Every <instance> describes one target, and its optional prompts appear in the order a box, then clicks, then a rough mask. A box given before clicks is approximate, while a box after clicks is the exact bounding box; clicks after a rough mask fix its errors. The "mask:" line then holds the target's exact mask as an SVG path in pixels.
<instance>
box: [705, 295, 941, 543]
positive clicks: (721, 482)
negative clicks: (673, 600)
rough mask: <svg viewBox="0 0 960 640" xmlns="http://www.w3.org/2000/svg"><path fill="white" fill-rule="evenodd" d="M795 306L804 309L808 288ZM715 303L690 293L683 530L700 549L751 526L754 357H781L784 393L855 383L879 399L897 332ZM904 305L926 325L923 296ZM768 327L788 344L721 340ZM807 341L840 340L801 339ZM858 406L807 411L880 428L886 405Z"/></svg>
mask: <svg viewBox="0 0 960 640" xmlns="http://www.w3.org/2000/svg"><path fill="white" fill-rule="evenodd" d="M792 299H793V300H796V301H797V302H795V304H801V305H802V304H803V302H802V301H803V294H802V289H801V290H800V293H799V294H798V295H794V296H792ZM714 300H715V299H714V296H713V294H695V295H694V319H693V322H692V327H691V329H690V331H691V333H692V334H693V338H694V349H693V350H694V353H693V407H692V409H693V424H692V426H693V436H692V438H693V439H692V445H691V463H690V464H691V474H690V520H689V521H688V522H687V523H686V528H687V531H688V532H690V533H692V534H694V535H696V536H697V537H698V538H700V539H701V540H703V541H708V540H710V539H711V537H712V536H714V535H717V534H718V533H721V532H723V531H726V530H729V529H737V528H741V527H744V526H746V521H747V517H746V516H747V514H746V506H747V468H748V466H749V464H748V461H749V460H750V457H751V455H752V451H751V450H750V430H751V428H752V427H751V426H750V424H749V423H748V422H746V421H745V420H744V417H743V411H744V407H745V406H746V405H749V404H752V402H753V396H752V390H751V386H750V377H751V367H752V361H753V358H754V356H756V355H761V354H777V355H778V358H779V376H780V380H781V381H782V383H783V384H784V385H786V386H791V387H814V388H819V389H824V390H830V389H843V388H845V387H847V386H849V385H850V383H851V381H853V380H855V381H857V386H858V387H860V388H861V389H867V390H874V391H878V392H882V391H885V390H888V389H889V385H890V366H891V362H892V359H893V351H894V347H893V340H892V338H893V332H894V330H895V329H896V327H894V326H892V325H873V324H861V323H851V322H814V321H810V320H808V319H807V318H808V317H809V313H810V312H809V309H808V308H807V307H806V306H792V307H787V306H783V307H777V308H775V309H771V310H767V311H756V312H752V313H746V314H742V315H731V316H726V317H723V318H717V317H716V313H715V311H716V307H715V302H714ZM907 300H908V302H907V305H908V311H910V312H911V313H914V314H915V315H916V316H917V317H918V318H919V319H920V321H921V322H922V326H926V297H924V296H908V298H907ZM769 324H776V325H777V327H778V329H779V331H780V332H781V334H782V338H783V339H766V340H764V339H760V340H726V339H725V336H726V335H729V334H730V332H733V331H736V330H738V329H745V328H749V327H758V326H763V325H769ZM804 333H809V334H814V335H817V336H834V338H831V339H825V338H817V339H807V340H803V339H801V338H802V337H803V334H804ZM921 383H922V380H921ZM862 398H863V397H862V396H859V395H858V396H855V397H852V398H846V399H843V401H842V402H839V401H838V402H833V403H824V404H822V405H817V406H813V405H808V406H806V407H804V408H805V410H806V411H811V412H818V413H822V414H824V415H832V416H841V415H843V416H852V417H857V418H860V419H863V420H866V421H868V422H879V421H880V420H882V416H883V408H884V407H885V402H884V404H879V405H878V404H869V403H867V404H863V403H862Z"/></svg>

----

* _REQUIRED ACTION_
Reproduce the records above with every occurrence of "rough mask" switched to "coarse mask", leaving all other text unchanged.

* _ANSWER BELOW_
Every <instance> describes one target, and its optional prompts appear in the order a box, then clicks, then a coarse mask. A box given before clicks is approximate, while a box after clicks is the exact bounding box; clicks after a coarse mask fix its errors. The "mask:" line then holds the target's exact mask as an SVG path in pixels.
<instance>
box: [705, 295, 941, 543]
positive clicks: (721, 482)
negative clicks: (673, 600)
coarse mask: <svg viewBox="0 0 960 640" xmlns="http://www.w3.org/2000/svg"><path fill="white" fill-rule="evenodd" d="M795 306L804 309L808 288ZM715 303L690 293L683 530L700 549L751 526L754 357H781L784 393L855 383L879 399L897 332ZM904 305L926 325L923 296ZM768 327L788 344L721 340ZM807 341L840 340L801 339ZM858 406L807 411L880 428L886 405Z"/></svg>
mask: <svg viewBox="0 0 960 640" xmlns="http://www.w3.org/2000/svg"><path fill="white" fill-rule="evenodd" d="M792 299H793V300H796V301H797V302H795V304H801V305H802V304H803V302H802V301H803V294H802V289H801V290H800V293H799V294H798V295H794V296H792ZM714 300H715V299H714V296H713V294H695V295H694V319H693V322H692V327H691V329H690V331H691V333H692V334H693V338H694V349H693V350H694V353H693V407H692V409H693V424H692V426H693V436H692V438H693V439H692V445H691V463H690V464H691V474H690V520H689V521H688V522H687V523H686V528H687V531H688V532H690V533H692V534H694V535H696V536H697V537H698V538H700V539H701V540H703V541H708V540H710V539H711V537H712V536H714V535H717V534H718V533H721V532H723V531H726V530H729V529H737V528H741V527H744V526H746V521H747V517H746V516H747V514H746V506H747V468H748V466H749V464H748V461H749V460H750V457H751V455H752V451H751V450H750V430H751V428H752V427H751V426H750V424H749V423H748V422H746V421H745V420H744V417H743V411H744V407H745V406H746V405H749V404H752V402H753V396H752V390H751V386H750V377H751V367H752V361H753V358H754V356H756V355H761V354H777V355H778V358H779V376H780V380H781V381H782V383H783V384H784V385H786V386H791V387H814V388H819V389H824V390H830V389H843V388H845V387H847V386H849V385H850V383H851V381H853V380H855V381H857V386H858V387H860V388H861V389H867V390H874V391H878V392H882V391H885V390H888V389H889V385H890V366H891V362H892V359H893V351H894V347H893V340H892V338H893V332H894V330H895V329H896V327H894V326H892V325H873V324H861V323H851V322H814V321H810V320H808V319H807V318H808V317H809V313H810V312H809V309H808V308H807V307H806V306H792V307H787V306H783V307H777V308H775V309H771V310H767V311H756V312H752V313H746V314H742V315H731V316H726V317H723V318H717V317H716V313H715V311H716V307H715V302H714ZM907 300H908V302H907V305H908V311H910V312H911V313H914V314H915V315H916V316H917V317H918V318H919V319H920V321H921V322H922V326H926V297H924V296H908V298H907ZM769 324H776V325H777V327H778V329H779V331H780V332H781V334H782V338H783V339H766V340H764V339H760V340H726V339H725V336H726V335H729V334H730V332H733V331H736V330H738V329H745V328H749V327H758V326H763V325H769ZM804 333H809V334H814V335H817V336H834V338H831V339H825V338H817V339H807V340H803V339H801V338H802V337H803V334H804ZM921 383H922V380H921ZM862 398H863V397H862V396H859V395H858V396H855V397H852V398H846V399H843V401H842V402H839V401H838V402H833V403H824V404H822V405H817V406H813V405H808V406H806V407H804V408H805V410H806V411H811V412H818V413H822V414H824V415H832V416H841V415H843V416H852V417H857V418H860V419H863V420H866V421H868V422H879V421H880V420H882V416H883V408H884V407H885V402H884V404H879V405H878V404H869V403H867V404H863V403H862Z"/></svg>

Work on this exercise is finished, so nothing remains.